━━━ Data to use ━━━

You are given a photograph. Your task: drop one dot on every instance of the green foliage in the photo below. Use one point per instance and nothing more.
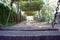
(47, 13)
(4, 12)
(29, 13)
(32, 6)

━━━
━━━ Data to use ━━━

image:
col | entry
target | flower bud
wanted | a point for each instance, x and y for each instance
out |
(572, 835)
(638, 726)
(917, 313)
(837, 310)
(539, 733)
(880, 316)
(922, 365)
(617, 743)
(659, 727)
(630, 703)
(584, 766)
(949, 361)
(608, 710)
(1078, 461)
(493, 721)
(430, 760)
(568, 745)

━━━
━━━ Data to use ━━━

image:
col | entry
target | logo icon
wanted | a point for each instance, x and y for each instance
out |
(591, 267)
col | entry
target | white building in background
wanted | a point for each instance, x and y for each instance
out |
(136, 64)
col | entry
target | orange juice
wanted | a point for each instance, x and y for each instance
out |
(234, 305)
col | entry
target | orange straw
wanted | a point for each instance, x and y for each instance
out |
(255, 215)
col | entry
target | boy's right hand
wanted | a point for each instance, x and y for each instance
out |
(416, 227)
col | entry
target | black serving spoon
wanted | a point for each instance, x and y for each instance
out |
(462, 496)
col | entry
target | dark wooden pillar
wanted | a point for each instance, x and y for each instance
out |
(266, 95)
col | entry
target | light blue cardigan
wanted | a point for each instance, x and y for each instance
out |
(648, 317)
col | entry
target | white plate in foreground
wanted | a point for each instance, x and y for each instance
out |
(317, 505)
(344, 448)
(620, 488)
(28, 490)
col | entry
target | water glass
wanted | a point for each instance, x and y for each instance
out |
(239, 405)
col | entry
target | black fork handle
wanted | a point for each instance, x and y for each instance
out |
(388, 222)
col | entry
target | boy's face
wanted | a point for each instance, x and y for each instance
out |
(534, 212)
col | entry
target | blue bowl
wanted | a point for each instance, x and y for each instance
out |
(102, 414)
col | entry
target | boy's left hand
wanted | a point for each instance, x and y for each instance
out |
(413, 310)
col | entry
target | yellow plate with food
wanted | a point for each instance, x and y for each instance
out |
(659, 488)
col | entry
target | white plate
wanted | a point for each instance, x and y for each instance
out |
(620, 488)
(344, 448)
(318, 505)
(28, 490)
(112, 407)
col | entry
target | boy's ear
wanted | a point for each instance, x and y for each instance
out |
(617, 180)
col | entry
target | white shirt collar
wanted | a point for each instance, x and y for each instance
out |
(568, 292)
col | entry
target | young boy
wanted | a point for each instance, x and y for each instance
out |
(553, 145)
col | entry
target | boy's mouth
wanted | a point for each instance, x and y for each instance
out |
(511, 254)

━━━

▶ Your objective
Pick out every line in the listing above that contains the string "black". Treat uppercase and lowercase as different.

▶ Response
target | black serving spoon
target | black fork handle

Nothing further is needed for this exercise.